Request: Reproduce each of the entries below word for word, line by line.

Supplied records:

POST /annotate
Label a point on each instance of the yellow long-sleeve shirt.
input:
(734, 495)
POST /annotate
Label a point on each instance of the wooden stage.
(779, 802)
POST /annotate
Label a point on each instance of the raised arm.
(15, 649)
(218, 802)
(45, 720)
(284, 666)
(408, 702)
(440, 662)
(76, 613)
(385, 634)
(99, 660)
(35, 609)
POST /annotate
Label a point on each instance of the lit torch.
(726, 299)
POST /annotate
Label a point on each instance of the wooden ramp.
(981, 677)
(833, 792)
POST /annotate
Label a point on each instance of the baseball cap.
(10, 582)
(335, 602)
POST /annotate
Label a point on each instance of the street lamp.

Written response:
POST /annotate
Label a point on each instance of the yellow long-sleeve shirt.
input:
(734, 495)
POST /annotate
Label a point on each instance of the wooden stage.
(779, 802)
POST /annotate
Label a point on each instance of the raised arm.
(15, 649)
(218, 802)
(45, 720)
(284, 666)
(408, 702)
(440, 662)
(76, 613)
(385, 634)
(99, 660)
(35, 609)
POST /annotate
Label a point on each instance of the lit torch.
(726, 299)
POST /annotate
Label a point on each instance of the wooden ramp.
(981, 677)
(833, 792)
POST /annotate
Label a point on each instance of the baseball cap.
(10, 582)
(335, 602)
POST /annotate
Label a point on each instance of the street lamp.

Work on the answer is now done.